Objective:
Can you rewrite only the material starting at the line containing "Return the segmentation of every instance of the **window**" and ending with the line containing "M 168 218 L", both of those lines included, keeping the request lines and shifting every outline coordinate by -97?

Data:
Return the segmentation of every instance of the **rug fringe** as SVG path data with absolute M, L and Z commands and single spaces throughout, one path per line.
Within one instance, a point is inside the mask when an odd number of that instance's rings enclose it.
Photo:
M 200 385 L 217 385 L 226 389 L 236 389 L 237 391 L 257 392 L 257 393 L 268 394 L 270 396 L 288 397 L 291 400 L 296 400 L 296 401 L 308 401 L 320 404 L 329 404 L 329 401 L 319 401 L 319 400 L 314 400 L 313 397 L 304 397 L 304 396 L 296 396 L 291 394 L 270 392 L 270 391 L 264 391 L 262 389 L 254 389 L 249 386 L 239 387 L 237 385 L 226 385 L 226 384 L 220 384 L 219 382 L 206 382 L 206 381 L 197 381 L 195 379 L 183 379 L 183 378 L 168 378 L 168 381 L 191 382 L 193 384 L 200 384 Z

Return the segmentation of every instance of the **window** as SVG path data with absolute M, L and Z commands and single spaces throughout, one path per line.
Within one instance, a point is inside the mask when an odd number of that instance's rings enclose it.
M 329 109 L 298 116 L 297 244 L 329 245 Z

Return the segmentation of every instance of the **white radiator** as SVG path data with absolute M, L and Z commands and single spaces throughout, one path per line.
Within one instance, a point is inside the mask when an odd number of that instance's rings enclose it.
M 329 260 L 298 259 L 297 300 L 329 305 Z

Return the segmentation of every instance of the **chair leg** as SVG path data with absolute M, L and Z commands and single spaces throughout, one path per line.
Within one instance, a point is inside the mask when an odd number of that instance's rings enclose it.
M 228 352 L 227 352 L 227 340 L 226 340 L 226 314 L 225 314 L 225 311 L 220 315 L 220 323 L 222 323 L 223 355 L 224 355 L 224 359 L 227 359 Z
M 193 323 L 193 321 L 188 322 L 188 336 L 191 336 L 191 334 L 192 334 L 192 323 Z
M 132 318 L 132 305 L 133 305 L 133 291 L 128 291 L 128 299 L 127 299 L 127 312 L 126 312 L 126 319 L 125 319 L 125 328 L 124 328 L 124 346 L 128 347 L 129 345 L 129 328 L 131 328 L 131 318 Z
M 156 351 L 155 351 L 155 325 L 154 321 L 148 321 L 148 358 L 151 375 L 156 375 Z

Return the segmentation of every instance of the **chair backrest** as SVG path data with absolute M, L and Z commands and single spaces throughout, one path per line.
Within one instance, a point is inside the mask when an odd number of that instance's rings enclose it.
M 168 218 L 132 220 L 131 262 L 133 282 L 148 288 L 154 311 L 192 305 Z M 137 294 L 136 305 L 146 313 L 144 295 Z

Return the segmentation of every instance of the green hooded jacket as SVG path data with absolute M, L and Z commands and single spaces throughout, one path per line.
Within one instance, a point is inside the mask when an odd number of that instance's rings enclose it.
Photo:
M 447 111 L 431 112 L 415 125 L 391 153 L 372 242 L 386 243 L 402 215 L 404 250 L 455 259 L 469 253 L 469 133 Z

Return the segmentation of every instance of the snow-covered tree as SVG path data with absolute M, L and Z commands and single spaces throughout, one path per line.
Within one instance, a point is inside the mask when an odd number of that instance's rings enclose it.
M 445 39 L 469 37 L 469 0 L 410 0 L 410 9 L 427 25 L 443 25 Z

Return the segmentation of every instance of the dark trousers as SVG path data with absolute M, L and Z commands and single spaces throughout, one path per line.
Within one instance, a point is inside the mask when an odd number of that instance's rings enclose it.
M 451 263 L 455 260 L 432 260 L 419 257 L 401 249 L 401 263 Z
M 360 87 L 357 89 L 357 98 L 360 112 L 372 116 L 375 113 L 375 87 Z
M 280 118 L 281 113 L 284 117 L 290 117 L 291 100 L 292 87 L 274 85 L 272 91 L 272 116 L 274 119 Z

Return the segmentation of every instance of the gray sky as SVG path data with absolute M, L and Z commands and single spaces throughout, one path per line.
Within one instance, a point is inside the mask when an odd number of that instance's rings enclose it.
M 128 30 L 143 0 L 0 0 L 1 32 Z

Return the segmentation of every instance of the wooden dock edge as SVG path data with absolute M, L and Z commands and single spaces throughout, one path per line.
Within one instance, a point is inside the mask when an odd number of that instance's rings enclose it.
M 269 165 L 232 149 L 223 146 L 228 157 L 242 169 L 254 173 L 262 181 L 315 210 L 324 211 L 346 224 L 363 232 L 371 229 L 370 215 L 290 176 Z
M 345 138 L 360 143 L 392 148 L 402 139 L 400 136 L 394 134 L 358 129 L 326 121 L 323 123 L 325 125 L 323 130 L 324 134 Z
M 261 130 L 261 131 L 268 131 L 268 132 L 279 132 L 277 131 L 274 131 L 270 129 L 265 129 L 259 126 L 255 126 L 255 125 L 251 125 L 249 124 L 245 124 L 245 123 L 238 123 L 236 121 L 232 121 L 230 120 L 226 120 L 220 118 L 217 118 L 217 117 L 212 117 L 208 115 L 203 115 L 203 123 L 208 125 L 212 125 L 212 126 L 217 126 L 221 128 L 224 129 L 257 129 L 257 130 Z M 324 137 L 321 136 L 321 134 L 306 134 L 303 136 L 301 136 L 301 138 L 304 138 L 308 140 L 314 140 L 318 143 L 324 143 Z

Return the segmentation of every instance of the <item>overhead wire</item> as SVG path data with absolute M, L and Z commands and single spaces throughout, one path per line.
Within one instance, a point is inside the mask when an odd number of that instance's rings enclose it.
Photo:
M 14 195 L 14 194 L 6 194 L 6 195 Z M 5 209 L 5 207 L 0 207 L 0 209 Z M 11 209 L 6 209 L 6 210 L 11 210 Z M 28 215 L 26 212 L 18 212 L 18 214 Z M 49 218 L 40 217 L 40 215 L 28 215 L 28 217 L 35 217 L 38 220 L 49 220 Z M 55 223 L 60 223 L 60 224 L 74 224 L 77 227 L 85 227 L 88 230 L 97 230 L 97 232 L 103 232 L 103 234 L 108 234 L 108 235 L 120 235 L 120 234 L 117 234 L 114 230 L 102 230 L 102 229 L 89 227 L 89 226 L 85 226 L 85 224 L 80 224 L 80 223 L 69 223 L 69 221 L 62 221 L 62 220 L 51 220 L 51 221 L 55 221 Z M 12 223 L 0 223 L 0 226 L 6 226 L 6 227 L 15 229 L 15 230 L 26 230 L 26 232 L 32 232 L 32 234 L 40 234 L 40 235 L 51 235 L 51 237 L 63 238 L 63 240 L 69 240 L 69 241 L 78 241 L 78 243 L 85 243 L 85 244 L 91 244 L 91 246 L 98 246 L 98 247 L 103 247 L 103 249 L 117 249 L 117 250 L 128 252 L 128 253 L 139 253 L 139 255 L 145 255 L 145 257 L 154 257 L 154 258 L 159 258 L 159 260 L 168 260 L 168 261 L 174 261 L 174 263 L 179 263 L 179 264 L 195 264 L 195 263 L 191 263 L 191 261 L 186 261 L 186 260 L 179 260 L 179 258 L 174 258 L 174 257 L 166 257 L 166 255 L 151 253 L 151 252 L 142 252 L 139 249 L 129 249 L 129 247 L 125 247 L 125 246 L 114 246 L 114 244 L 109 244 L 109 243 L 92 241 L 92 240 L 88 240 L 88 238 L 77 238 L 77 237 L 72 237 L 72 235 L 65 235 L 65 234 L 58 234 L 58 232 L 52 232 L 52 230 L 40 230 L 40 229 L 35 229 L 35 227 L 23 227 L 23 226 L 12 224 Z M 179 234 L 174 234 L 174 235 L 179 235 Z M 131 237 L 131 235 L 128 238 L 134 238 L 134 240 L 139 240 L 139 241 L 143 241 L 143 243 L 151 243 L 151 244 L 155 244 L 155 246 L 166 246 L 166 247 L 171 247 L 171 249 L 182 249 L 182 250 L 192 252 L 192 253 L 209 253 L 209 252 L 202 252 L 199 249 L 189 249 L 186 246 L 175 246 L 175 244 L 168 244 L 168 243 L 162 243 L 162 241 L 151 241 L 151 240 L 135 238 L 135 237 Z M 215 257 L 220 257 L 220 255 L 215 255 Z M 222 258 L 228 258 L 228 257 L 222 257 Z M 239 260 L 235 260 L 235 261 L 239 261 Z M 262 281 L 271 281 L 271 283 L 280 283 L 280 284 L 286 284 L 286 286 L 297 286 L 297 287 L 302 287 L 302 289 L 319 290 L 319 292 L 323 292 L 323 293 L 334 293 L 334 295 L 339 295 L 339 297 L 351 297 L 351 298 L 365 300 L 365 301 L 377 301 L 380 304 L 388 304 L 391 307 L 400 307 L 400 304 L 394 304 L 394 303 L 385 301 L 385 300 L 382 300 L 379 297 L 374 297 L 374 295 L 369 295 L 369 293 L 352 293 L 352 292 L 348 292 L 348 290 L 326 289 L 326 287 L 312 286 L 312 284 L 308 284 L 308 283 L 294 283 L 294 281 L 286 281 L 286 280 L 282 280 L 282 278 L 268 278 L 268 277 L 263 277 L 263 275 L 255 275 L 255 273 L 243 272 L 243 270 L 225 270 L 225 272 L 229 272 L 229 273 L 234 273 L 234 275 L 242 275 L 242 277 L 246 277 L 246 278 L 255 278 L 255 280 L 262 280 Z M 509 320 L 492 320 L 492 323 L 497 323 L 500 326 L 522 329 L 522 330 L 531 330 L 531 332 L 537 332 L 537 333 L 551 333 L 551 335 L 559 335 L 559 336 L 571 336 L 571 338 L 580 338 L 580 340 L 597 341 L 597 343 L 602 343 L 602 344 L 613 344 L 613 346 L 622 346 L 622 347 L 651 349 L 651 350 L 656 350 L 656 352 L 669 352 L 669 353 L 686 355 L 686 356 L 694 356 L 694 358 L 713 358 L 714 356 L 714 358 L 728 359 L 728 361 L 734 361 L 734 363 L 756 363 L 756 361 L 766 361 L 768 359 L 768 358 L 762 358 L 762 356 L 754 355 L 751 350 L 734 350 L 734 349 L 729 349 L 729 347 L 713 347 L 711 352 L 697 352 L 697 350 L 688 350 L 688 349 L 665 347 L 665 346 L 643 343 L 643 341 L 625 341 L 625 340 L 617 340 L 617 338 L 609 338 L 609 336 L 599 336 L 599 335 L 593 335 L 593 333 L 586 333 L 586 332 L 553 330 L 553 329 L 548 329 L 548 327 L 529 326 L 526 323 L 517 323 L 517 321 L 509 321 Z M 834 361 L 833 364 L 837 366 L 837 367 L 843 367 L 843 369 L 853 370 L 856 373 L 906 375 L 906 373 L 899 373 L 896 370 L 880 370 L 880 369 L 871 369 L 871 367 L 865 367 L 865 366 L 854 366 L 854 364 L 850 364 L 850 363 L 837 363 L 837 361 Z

Output below:
Return the segmentation of every instance of the **window** as SVG path data with absolute M, L and Z commands and single spaces throughout, one path per line.
Within one instance, a point is inside the mask when an odd number of that instance's rings enclose it.
M 232 12 L 201 19 L 200 147 L 232 148 Z

Return the segmentation of every instance of the **white radiator** as SVG path data with absolute M, L and Z commands and single spaces throughout, one path per line.
Within one instance, a point is inside the mask when an odd number of that instance's rings enclose it.
M 232 163 L 201 162 L 200 203 L 232 208 Z

Return the segmentation of every instance of the **chair leg** as SVG path data with absolute M, L and Z commands and single spaces throughout, one path per line.
Within one instance, a point is inside the mask when an odd number of that instance's rings enclose it.
M 131 255 L 130 255 L 130 243 L 129 243 L 129 217 L 128 217 L 128 214 L 123 218 L 123 226 L 125 226 L 126 258 L 127 258 L 127 262 L 130 262 Z
M 96 226 L 96 224 L 91 225 L 91 239 L 94 239 L 94 237 L 95 237 L 95 226 Z
M 35 221 L 35 208 L 36 208 L 36 194 L 31 194 L 31 202 L 30 202 L 30 215 L 29 215 L 29 222 L 28 222 L 28 231 L 27 231 L 27 249 L 31 250 L 32 248 L 32 231 L 34 231 L 34 221 Z
M 59 254 L 58 254 L 58 228 L 57 224 L 51 224 L 51 261 L 54 278 L 59 278 Z

Return the segmentation of every instance of the **chair backrest** as SVG path data with absolute M, L and Z commands and single spaces throughout, one path per line.
Within one instance, a point is inside the mask when an odd number of that instance's rings enclose it.
M 71 121 L 35 123 L 34 165 L 36 185 L 51 191 L 57 214 L 95 208 Z M 40 197 L 39 208 L 49 216 L 47 198 Z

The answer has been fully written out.